▶ [ЗАДАНИЯ К УПРАЖНЕНИЮ]:
• A. Определите, соответствуют ли фрагменту о кольце Гига следующие утверждения: (i) у Платона кольцо делает обладателя невидимым сначала для пастухов, а затем для короля; (ii) Цицерон говорит о внешнем зрении; (iii) Фуко в исследовании пенитенциарных практик берет в качестве примера ту же эпоху. На каждое утверждение ответьте «да» или «нет» и приведите решающие слова фрагмента в точной цитате.
• B. Воспроизведите из фрагмента о кольце Гига без изменений весь отрывок начиная со слов «История кольца Гига» и вплоть до слов «контроля и подчинения.» включительно.

▶ [ФРАГМЕНТ ТЕКСТА]:

'''

История кольца Гига является также историей о зрении и видимости. Поворот кольца делает обладателя невидимым для других людей (у Платона сначала для пастухов, а после - для короля). Захват власти позволяет говорить также о том, что Гиг невидим и для нее, невидим для закона, который он обходит. Сам же он видит все. Это важно, поскольку стандартная диспозиция оказывается перевернута. Именно власть всевидяща и обладает способностью обустраивать проницаемые пространства. Мишель Фуко в своем исследовании пенитенциарных практик в качестве примера берет другую эпоху, но стремление властных практик к паноптичности является сквозным [Фуко, 1999]. И зрение в них как раз является инструментом контроля и подчинения.

В трактате «Об обязанностях» Цицерон также упоминает о кольце Гига и говорит о зрении, но только не внешнем, а внутреннем: «...да будут изгнаны из нашей среды люди, рассуждающие так; ибо все они -- преступники и нечестивцы; ведь они рассуждают о том, следовать ли им тому, что, как они видят, прекрасно в нравственном отношении, или же сознательно запятнать себя злодеянием; ведь уже в самом сомнении кроется дурное деяние, хотя они до него и не дошли» [Цицерон, 2020, с. 382]. Цицерон ведет речь о видении нравственного в себе, которое не должно позволять совершать преступления, даже если никто из людей не видит и никто не узнает, что закон был нарушен. Зрение препятствует и предотвращает преступление, также как невидимость влечет за собой насилие. Видеть означает знать что-либо. Для Цицерона знание, равное видению, предотвращает преступление и поддерживает нравственность.

'''

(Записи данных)
'''

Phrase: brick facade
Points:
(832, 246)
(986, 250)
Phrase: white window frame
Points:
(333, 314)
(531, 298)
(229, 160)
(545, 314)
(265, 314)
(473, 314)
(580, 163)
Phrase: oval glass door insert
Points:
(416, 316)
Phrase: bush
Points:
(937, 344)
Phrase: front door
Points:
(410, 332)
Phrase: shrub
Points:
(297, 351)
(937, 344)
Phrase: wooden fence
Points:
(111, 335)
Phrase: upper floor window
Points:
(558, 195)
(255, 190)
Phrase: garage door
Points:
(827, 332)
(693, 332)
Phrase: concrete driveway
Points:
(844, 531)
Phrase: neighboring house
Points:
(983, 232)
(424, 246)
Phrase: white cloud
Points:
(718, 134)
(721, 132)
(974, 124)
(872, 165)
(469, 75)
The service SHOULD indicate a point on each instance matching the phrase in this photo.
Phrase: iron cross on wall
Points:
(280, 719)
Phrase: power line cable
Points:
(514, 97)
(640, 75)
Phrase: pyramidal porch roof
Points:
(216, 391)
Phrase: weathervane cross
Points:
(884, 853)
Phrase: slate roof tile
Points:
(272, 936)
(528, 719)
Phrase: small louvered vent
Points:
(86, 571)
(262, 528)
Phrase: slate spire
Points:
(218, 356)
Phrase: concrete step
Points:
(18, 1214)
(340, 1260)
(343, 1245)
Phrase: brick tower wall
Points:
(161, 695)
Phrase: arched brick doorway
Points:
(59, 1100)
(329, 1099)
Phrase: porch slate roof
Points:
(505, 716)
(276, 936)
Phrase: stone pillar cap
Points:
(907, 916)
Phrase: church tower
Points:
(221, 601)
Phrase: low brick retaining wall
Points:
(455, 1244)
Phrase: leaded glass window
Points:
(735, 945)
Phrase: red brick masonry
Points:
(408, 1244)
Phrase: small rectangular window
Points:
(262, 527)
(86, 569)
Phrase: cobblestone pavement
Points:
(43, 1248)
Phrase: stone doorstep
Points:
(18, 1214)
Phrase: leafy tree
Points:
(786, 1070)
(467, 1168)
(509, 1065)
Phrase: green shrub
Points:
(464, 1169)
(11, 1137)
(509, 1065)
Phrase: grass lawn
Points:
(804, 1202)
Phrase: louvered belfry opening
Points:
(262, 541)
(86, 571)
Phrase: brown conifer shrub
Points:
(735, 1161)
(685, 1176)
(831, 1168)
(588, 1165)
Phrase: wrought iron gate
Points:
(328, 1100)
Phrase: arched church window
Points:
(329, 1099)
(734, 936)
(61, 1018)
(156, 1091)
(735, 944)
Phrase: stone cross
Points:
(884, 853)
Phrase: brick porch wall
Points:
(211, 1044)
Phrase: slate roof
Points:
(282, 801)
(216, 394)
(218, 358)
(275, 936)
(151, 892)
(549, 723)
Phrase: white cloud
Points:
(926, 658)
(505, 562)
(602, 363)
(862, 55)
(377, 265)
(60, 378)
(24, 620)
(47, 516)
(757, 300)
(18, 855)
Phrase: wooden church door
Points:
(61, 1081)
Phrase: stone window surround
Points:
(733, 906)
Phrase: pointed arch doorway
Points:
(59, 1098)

'''

▶ [ОТВЕТЫ К ЗАДАНИЯМ]:
• A.
(i) Да: «у Платона сначала для пастухов, а после - для короля».
(ii) Нет: «но только не внешнем, а внутреннем».
(iii) Нет: «в качестве примера берет другую эпоху».

• B.
История кольца Гига является также историей о зрении и видимости. Поворот кольца делает обладателя невидимым для других людей (у Платона сначала для пастухов, а после - для короля). Захват власти позволяет говорить также о том, что Гиг невидим и для нее, невидим для закона, который он обходит. Сам же он видит все. Это важно, поскольку стандартная диспозиция оказывается перевернута. Именно власть всевидяща и обладает способностью обустраивать проницаемые пространства. Мишель Фуко в своем исследовании пенитенциарных практик в качестве примера берет другую эпоху, но стремление властных практик к паноптичности является сквозным [Фуко, 1999]. И зрение в них как раз является инструментом контроля и подчинения.